> [Excerpt to read]
[start]
Investors panicked and sold-off their profitable risk-on holdings to seek cash. Some of them joined the negative rally to cover their margin calls to avoid facing losses from their overleveraged positions. As a result, every asset, including Bitcoin, fell, leaving cash as the only king.

Cash-Pile Balloons

Three months after the crash, global research firm Refinitiv Lipper found that investors now hold about $4.6 trillion in money-market funds, its highest on record. The analysts further confirmed a spike in the amount held as bank deposits, suggesting that investors are struggling to find low-risk investments in the current volatile markets.

Chart showing assets in money-market funds. Source: The Wall Street Journal

But Dan Tapeiro, the co-founder of Gold Bullion International, sees a sentimental shift. The veteran macro investor on Thursday wrote that investors might start offloading their fiat positions to enter riskier markets, adding that holding cash is returning nothing but zero yields.

Mr. Tapeiro explained that investors who were fearful of the stock market’s erratic moves earlier are now looking at it recovering all its yearly losses. He added that “such great negativity/fear [are] not usually present at the equity market tops.”

The analogy also applies to Bitcoin, whose post-March recovery topped by over 150 percent in June. Mr. Taperio noted that the cryptocurrency now has a “huge opportunity” to attract a portion of that $ 5 trillion cash-pile should the risk-on sentiment return.

“Dash to cash [is] most surprising because it all yields near [zero],” said Mr. Tapeiro. “Huge opportunity cost vs equity, gold, and bitcoin.”

Bitcoin Rally Overblown?
[end]
> [Material supplied]
[start]
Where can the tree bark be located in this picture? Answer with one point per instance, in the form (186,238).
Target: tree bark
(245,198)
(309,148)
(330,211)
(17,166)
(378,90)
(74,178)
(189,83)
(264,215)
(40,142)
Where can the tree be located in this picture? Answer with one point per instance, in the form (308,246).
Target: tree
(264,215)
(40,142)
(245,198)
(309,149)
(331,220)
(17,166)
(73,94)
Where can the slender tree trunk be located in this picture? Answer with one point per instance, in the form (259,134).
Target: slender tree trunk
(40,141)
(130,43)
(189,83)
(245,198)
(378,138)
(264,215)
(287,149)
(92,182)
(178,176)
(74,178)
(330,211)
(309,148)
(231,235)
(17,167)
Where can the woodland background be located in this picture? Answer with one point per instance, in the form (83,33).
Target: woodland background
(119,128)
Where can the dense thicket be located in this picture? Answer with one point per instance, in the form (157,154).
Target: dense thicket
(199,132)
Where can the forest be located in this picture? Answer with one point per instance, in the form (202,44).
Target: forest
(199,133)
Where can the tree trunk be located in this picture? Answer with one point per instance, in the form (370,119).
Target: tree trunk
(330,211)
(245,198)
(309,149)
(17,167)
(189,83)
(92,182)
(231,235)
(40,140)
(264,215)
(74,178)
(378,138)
[end]
> [Set task 1] In the article on the investors' cash pile, switch "panicked" to "grew fearful" and write out the passage starting with "Investors panicked and" and going on through "the only king.".
> [Set task 2] According to the article on the investors' cash pile, why does Dan Tapeiro expect investors might start moving out of cash and into riskier markets?
> [Set task 3] How would you extend the article on the investors' cash pile, picking up from where it stops?

> [Final result 1]
Investors grew fearful and sold-off their profitable risk-on holdings to seek cash. Some of them joined the negative rally to cover their margin calls to avoid facing losses from their overleveraged positions. As a result, every asset, including Bitcoin, fell, leaving cash as the only king.

> [Final result 2] He says that holding cash is returning nothing but zero yields. That creates a "huge opportunity cost" compared with equity, gold, and bitcoin.

> [Final result 3]
Some are fearful that Bitcoin, as well as the stock market, has rallied too quickly and too far against a depressive economic outlook. The gains have appeared without a more significant presence of institutional investors, and have borrowed fat mostly from the speculative retail traders.

Observers note that Robinhood, a zero-fee trading app, is at the centerstage of both the stock market and bitcoin’s price rallies in Q2/2020.

“We have heard anecdotally about younger individuals with less market experience viewing the March plunge as a unique time to start portfolios and often crowding into the tech arena, purchasing the stocks whose services or products they know and use,” said Tobias Levkovich, Citi’s chief U.S. equity strategist.

That is pushing mainstream investors into a safety zone of cash. Ideally, retail traders need to exit their positions to neutralize the market sentiment – and couple it with the economic reality of poor corporate returns and rising joblessness.

Nevertheless, the scenario improves Bitcoin’s long-term outlook. Like Mr. Tapeiro highlighted, investors cannot forever sit at the sidelines of a bullish market. They would need to move away from zero-yielding cash markets and increase their positions in the stock and bitcoin market.